Instructions for the task: Could you return all of the data exactly as given?

=== Stored data ===

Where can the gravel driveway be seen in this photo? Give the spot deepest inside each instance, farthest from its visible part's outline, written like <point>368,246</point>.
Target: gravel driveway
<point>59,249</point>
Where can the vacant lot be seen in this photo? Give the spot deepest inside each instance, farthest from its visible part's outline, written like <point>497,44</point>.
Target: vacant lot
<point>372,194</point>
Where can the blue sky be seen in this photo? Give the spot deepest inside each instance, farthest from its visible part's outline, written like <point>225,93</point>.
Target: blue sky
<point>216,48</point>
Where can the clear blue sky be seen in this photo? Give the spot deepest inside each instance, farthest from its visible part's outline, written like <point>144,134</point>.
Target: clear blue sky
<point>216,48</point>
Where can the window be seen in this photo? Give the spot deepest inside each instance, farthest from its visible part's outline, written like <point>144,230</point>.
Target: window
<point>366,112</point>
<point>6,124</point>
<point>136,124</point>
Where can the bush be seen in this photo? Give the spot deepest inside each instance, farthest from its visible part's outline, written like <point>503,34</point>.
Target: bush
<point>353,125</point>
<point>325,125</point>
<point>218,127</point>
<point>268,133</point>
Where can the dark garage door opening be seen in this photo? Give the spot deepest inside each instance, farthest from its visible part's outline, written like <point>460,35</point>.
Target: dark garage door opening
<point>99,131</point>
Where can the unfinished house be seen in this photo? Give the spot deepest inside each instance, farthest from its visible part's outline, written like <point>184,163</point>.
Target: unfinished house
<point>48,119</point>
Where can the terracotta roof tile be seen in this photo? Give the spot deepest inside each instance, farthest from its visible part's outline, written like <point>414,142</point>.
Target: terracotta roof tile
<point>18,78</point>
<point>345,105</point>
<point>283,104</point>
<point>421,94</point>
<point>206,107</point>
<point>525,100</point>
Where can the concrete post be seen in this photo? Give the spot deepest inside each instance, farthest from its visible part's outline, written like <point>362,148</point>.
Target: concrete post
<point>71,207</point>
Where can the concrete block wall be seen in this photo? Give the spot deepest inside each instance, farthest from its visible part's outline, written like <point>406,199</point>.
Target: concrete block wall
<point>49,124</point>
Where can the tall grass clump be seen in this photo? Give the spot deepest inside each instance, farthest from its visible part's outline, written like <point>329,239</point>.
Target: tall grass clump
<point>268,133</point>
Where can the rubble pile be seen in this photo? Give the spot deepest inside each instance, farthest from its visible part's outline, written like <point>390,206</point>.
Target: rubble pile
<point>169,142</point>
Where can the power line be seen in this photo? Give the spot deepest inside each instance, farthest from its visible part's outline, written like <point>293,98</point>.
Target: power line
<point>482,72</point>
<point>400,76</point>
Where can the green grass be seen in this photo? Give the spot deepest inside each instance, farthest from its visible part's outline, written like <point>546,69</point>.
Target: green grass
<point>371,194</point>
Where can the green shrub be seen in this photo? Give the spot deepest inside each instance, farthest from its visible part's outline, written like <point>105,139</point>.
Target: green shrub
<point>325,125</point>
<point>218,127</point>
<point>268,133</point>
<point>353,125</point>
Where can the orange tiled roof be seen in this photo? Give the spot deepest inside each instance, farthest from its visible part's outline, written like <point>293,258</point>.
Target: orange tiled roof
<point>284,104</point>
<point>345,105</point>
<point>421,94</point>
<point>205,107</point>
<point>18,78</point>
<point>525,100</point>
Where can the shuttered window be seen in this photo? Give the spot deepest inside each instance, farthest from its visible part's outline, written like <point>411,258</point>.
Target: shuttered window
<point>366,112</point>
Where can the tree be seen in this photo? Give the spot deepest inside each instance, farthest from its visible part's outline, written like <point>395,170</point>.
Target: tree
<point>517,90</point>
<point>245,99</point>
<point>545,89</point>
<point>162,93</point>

===

Solution for this task:
Where can the gravel driveway be seen in this photo? Give the spot deepest inside each instance, farthest from its visible part's outline, written like <point>368,246</point>.
Target: gravel driveway
<point>59,249</point>
Where can the vacant lot be seen in this photo? Give the spot deepest inside each instance, farthest from its visible part's outline, written like <point>497,44</point>.
Target: vacant lot
<point>372,194</point>
Where can the blue sky be seen in this photo? Give the spot deepest inside each instance, farthest from its visible part's outline, written like <point>225,93</point>.
Target: blue sky
<point>216,48</point>
Where can the clear blue sky be seen in this photo? Give the spot deepest inside each instance, farthest from its visible part's outline, written like <point>144,134</point>.
Target: clear blue sky
<point>216,48</point>
Where can the window be seen in this photo? Give the spot deepest inside each instance, farthest from its visible part's outline, written like <point>144,230</point>.
Target: window
<point>366,112</point>
<point>6,124</point>
<point>136,124</point>
Where can the bush be seen in this photo? Give the spot deepest inside each instance, farthest from its visible part's outline, written like <point>503,34</point>.
Target: bush
<point>353,125</point>
<point>325,125</point>
<point>218,127</point>
<point>268,133</point>
Where can the dark garage door opening be seen in this photo? Give the spot deepest inside each instance, farthest from its visible part's outline, written like <point>460,35</point>.
Target: dark garage door opening
<point>99,131</point>
Where can the unfinished house be seen in this photo? Give the spot deepest inside each instance, farthest from its visible part's outline, written like <point>184,163</point>.
Target: unfinished house
<point>48,119</point>
Where can the terracotta roof tile be seen in this photo? Give the spot deepest inside each instance, farthest from its visible part's outline, written like <point>414,142</point>.
Target: terracotta roof tile
<point>18,78</point>
<point>345,105</point>
<point>283,104</point>
<point>421,94</point>
<point>206,107</point>
<point>525,100</point>
Where can the concrete post be seen in this photo? Give the spot deepest inside each instance, farthest from its visible part's outline, written like <point>362,148</point>.
Target: concrete post
<point>71,207</point>
Where can the concrete block wall be seen in this photo? Give the spot deepest inside each instance, farthest from its visible part's outline, written like <point>406,199</point>.
Target: concrete block wall
<point>49,124</point>
Where can the tall grass clump be seen in this photo? Give the spot deepest inside each instance, farthest from its visible part's outline, written like <point>329,239</point>.
Target: tall grass clump
<point>268,133</point>
Where can the rubble pile be seen in this photo? Give the spot deepest inside each instance, farthest from its visible part's outline, written like <point>390,206</point>.
Target: rubble pile
<point>169,142</point>
Where can the power line be seen in this photo? Give the spot deepest inside each instance, farthest from its visible part's outline, written like <point>293,98</point>.
Target: power line
<point>482,72</point>
<point>400,76</point>
Where can the green grass be seen in this photo? Give the spot deepest inside each instance, farthest from its visible part's outline, written like <point>546,69</point>.
Target: green grass
<point>371,194</point>
Where can the green shrub be seen in this photo? Give the spot deepest inside each instance, farthest from its visible part's outline, written like <point>105,139</point>.
Target: green shrub
<point>325,125</point>
<point>218,127</point>
<point>268,133</point>
<point>353,125</point>
Where can the orange tiled roof be seen in this photo? Give the spot deepest inside each instance, farthest from its visible part's outline, written like <point>293,258</point>.
Target: orange tiled roof
<point>284,104</point>
<point>345,105</point>
<point>421,94</point>
<point>205,107</point>
<point>18,78</point>
<point>525,100</point>
Where can the shuttered window be seen in this photo? Give the spot deepest inside each instance, farthest from its visible part's outline, written like <point>411,258</point>.
Target: shuttered window
<point>366,112</point>
Where can the tree be seen in this photo? Give the spot deepest inside each instance, farthest from its visible part's outline, written like <point>395,170</point>.
Target: tree
<point>517,90</point>
<point>245,99</point>
<point>545,89</point>
<point>162,93</point>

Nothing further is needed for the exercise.